State cites cruelty in 2004 shooting

NORTHAMPTON - Bryan Johnston used an extraordinarily damaging type of bullet to kill David Sullivan, a fact the commonwealth says shows he killed with extreme cruelty, one of the elements of first-degree murder.

Johnston, 24, is on trial in Hampshire Superior Court for murder and for gun violations. He is charged with killing Sullivan, a buddy from high school, in his Amherst apartment Dec. 7, 2004. Johnston admits to killing Sullivan but claims he was insane at the time.

Police have testified that Johnston used a .223-caliber rifle loaded with hollow-point bullets to kill Johnston.

A hollow-point bullet - the type found in an autopsy of Sullivan's body - opens upon impact, causing a larger wound than a normal bullet would, according to ballistics expert Trooper John S. Schrijn, who testified for about three hours Tuesday.

At one point during Schrijn's detailed testimony, Sullivan's mother left the courtroom in tears.

First Assistant Northwestern District Attorney Renee Steese rested her case Tuesday afternoon, and the defense case was set to start today.

A big part of the prosecution's case, though, is expected to come up in rebuttal testimony, as the state refutes the defense claim that Johnston was insane when he shot and killed Sullivan.

Tuesday testimony

After bursting open, the hollow-point bullet ejected shards of lead into Sullivan, some of which were displayed on an overhead projector for jurors.

'This bullet is intended to kill,' Lt. Ronald Young, the lead investigator in the case for the Amherst Police Department, said on the witness stand Tuesday.

Young testified that he found the rifle about 25 to 30 yards off Old Bay Road in Hadley, resting against a tree in an embankment. A live round was found lying on a log nearby.

The rifle was shown to jurors Tuesday and Schrijn described how it had been altered: the barrel had been shortened and a scope, laser device and flashlight had been added. It wasn't clear whether Johnston did the altering.

The weapon, defense attorney Alexander Nappan noted, is like the M-16s used in the Vietnam War, with the exception that machine guns are automatic and Johnston's rifle is semi-automatic, meaning that the trigger has to be pulled for each shot fired.

Fingerprint expert Trooper Christopher Dolan testified that two of Johnston's prints were found on the gun. And Young said that Sullivan's blood was also found on it.

Kimberly Ashton can be reached at kashton@gazettenet.com.
Link Posted: 4/12/2006 2:35:01 PM EST
I have never understood this reasoning. You are just as dead if you are killed with a FMJ bullet. If it is so cruel why does every police department in the US use them?
Link Posted: 4/13/2006 9:52:11 AM EST

There has been a lot written about similar situations and some of it might even apply to a "legitimate" shooting by a concealed carry licensed person.

I've read that if your carry pistol has a "hair trigger", say 2-3 pounds that it could be used against you even if it were a righteous shooting and a legal pistol. The same goes for "carry bullets" like the ones used here.

I agree 100% with you that dead is dead. The shooting above, of course, is clearly a tragic and criminal event using supposedly (I say that because we don't know the barrel length) using an illegal rifle (I wonder if it had a 5 round mag?). But for the prosecutor to pile on that the bullet was particularly evil is an interesting development.

Consider the fact that when bad guys are arraigned or tried, the first thing that usually gets tossed out is the gun violation. They don't ever seem to mention the type of bullet a bad guy was shooting, do they? Nope, the defense lawyer negotiates a watered down plea and the gun charge goes away. In the case above, however, they really want to bury this suspect and have added the frangible round charge. I wonder if the gang-bangers are treated the same way!

### PROBLEMS TO SOLVE
A. Reproduce verbatim the stretch of the shooting trial article from "Police have testified" through "courtroom in tears.".
B. In the shooting trial article, where did Lt. Ronald Young testify that he found the rifle?

### DATASET ROWS

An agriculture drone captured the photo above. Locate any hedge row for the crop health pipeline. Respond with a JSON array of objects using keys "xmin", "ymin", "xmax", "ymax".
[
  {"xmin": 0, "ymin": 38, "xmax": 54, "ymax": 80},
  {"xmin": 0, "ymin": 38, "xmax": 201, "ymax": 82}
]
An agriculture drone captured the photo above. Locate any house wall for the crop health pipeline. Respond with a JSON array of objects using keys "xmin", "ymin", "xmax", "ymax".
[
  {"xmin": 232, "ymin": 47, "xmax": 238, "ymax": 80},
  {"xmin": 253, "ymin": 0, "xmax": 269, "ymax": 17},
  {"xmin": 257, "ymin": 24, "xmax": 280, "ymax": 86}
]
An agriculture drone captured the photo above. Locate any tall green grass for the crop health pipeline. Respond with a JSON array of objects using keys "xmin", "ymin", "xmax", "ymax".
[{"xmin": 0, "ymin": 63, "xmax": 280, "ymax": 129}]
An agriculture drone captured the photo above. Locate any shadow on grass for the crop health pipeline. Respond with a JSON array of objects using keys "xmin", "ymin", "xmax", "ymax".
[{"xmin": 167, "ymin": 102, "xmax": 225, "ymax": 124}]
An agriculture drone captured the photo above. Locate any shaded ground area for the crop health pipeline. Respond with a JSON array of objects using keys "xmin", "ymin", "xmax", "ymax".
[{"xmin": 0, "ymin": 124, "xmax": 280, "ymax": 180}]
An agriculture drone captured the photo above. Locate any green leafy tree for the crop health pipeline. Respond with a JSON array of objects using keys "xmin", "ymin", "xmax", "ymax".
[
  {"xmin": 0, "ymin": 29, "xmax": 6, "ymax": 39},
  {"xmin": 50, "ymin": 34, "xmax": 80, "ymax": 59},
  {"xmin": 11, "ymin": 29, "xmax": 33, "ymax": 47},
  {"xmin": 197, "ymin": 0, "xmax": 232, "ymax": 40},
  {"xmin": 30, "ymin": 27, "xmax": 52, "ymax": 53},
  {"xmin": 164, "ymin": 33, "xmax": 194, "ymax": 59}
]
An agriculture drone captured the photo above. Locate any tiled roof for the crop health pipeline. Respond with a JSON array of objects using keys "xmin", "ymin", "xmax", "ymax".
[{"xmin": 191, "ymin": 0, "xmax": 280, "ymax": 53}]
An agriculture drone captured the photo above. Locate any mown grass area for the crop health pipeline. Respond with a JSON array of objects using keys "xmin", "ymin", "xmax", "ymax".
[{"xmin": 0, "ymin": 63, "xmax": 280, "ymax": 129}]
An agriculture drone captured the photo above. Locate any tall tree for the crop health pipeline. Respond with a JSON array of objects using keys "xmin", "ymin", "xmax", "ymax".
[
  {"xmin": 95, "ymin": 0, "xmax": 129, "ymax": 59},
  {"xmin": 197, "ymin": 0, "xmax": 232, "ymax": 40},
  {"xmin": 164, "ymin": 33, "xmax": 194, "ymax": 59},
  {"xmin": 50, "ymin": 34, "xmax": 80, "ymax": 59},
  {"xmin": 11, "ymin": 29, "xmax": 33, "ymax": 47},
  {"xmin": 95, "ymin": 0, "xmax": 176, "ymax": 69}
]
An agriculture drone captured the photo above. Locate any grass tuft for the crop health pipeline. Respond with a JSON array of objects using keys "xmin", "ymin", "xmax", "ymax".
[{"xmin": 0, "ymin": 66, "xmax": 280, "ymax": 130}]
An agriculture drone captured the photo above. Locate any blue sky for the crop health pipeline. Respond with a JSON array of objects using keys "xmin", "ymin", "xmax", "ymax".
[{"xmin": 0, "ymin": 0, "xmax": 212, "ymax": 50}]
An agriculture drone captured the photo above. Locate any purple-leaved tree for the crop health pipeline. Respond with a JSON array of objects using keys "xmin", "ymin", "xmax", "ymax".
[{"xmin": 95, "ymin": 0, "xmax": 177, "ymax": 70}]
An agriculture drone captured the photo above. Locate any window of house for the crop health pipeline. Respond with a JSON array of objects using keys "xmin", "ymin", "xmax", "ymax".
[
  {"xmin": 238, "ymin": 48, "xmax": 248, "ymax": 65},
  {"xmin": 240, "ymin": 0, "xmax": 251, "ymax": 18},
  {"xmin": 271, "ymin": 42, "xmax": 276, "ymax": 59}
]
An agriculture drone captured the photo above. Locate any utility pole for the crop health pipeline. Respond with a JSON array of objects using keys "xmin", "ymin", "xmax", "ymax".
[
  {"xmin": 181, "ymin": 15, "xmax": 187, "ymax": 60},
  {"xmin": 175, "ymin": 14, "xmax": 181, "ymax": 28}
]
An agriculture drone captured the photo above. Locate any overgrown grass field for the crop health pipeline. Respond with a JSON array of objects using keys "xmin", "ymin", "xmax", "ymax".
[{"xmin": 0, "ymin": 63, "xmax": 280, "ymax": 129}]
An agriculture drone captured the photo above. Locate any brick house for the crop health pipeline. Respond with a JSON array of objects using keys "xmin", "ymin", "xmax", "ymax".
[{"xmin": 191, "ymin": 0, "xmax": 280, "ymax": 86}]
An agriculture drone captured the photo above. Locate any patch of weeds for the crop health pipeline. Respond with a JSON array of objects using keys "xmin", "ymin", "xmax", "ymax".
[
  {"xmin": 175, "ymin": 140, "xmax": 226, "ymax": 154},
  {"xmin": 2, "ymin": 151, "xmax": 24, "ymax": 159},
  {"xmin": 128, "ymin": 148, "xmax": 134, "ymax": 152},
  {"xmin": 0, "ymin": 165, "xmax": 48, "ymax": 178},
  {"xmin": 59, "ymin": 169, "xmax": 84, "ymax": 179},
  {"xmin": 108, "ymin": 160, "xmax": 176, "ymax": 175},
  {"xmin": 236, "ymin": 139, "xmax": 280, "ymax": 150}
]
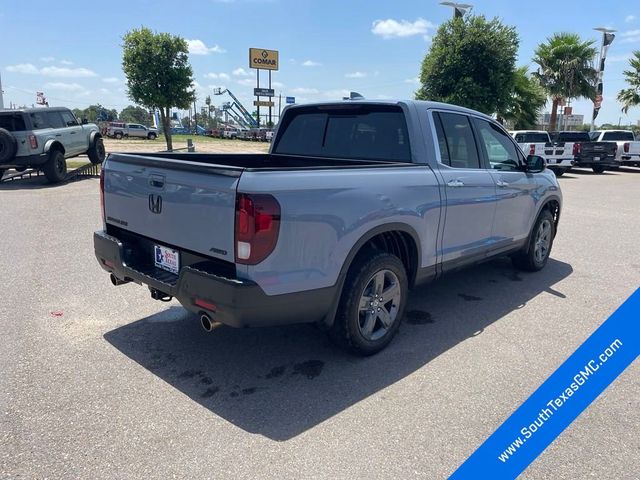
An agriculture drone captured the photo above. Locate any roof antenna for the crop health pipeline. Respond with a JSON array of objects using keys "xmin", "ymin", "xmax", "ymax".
[{"xmin": 342, "ymin": 92, "xmax": 364, "ymax": 100}]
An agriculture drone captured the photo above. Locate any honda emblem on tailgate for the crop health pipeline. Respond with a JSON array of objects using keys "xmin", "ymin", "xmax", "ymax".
[{"xmin": 149, "ymin": 193, "xmax": 162, "ymax": 213}]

### ANSWERS TO THE PROBLEMS
A.
Police have testified that Johnston used a .223-caliber rifle loaded with hollow-point bullets to kill Johnston.

A hollow-point bullet - the type found in an autopsy of Sullivan's body - opens upon impact, causing a larger wound than a normal bullet would, according to ballistics expert Trooper John S. Schrijn, who testified for about three hours Tuesday.

At one point during Schrijn's detailed testimony, Sullivan's mother left the courtroom in tears.

B. About 25 to 30 yards off Old Bay Road in Hadley, resting against a tree in an embankment.